Goal of the exercise:
Retype all of the entries below line for line, changing nothing.

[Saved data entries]

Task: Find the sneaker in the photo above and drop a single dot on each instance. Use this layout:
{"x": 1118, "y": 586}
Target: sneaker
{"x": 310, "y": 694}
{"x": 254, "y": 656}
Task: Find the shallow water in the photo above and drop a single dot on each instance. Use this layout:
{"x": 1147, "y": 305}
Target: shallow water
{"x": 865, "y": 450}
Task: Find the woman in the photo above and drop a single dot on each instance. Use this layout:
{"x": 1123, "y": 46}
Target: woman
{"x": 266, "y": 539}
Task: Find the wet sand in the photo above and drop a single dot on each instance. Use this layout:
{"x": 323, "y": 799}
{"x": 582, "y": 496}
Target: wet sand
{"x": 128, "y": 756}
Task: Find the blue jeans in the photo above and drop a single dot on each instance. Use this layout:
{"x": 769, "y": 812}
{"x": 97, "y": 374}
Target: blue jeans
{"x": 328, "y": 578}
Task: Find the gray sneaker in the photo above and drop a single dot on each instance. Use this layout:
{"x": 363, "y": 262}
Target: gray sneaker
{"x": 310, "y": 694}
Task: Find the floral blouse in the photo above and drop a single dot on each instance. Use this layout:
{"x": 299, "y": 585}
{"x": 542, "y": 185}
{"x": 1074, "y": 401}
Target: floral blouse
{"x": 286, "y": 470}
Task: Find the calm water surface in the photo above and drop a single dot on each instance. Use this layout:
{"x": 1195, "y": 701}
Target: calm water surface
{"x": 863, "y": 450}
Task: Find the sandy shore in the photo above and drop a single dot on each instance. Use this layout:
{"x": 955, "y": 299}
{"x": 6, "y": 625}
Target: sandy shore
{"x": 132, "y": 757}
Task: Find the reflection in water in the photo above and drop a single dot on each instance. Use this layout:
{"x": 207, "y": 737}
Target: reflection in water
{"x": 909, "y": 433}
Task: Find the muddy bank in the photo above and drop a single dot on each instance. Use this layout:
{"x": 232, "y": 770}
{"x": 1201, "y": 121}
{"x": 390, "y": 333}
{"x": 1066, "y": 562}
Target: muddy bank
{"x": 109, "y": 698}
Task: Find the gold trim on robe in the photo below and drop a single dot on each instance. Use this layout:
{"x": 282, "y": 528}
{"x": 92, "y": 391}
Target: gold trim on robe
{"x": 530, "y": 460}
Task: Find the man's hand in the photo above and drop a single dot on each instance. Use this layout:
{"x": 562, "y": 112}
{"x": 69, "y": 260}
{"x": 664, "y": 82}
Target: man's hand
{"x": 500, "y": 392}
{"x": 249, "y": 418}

Finished answer:
Task: Find the sneaker in the photo above and drop a single dot on each instance. Use this layout:
{"x": 1118, "y": 586}
Target: sneaker
{"x": 310, "y": 694}
{"x": 254, "y": 656}
Task: Find the shallow water in the photo above and drop a single dot on each instance. Use this layout:
{"x": 1147, "y": 305}
Target: shallow water
{"x": 865, "y": 450}
Task: Find the woman in the photo above and drop a single dot on each instance. Use this layout:
{"x": 1123, "y": 46}
Target: woman
{"x": 266, "y": 539}
Task: Find the wet sand in the photo above and drop a single dot on each instance. Use this layout:
{"x": 323, "y": 799}
{"x": 582, "y": 496}
Target: wet sand
{"x": 128, "y": 756}
Task: Find the blue jeans in the photo above and drop a single dot on each instance. Use this layout:
{"x": 769, "y": 812}
{"x": 97, "y": 374}
Target: blue jeans
{"x": 328, "y": 578}
Task: Find the gray sneaker in the photo above and drop a single dot on each instance. Use this layout:
{"x": 363, "y": 262}
Target: gray sneaker
{"x": 310, "y": 694}
Task: Find the floral blouse in the photo above and drop a single dot on each instance. Use this layout:
{"x": 299, "y": 585}
{"x": 542, "y": 185}
{"x": 1074, "y": 401}
Target: floral blouse
{"x": 286, "y": 470}
Task: Find the calm water surface in the photo above and drop a single dot on each instance. Use this layout:
{"x": 1195, "y": 701}
Target: calm water surface
{"x": 863, "y": 450}
Task: Find the sandy shore in the photo above and drop a single dot on each instance. Use this layout:
{"x": 955, "y": 299}
{"x": 6, "y": 625}
Target: sandy shore
{"x": 132, "y": 757}
Task: Find the reflection in water in the photo above and drop a single dot on each instance. Use this layout:
{"x": 207, "y": 737}
Target: reflection in water
{"x": 909, "y": 433}
Task: Find the muddy bank in the photo above and drop a single dot on each instance. Use this layout:
{"x": 232, "y": 770}
{"x": 1201, "y": 121}
{"x": 390, "y": 333}
{"x": 1066, "y": 562}
Target: muddy bank
{"x": 109, "y": 698}
Task: Find the gold trim on robe in the photo below and drop a single dot on each instance. Use this layout:
{"x": 282, "y": 528}
{"x": 92, "y": 391}
Target: gold trim on robe
{"x": 530, "y": 460}
Task: Find the man's hand in the photo above and drop a single dot on each instance. Use this layout:
{"x": 562, "y": 112}
{"x": 69, "y": 260}
{"x": 664, "y": 82}
Target: man's hand
{"x": 500, "y": 392}
{"x": 249, "y": 418}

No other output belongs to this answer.